> Your task
Copy out every entry below word for word.

Point labeling examples:
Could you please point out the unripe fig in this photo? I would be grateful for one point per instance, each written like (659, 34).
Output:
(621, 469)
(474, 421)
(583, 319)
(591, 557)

> Task output
Could you please point out the unripe fig in this photo? I would be grateful for one point per instance, each written like (659, 34).
Output:
(621, 469)
(474, 421)
(583, 319)
(591, 557)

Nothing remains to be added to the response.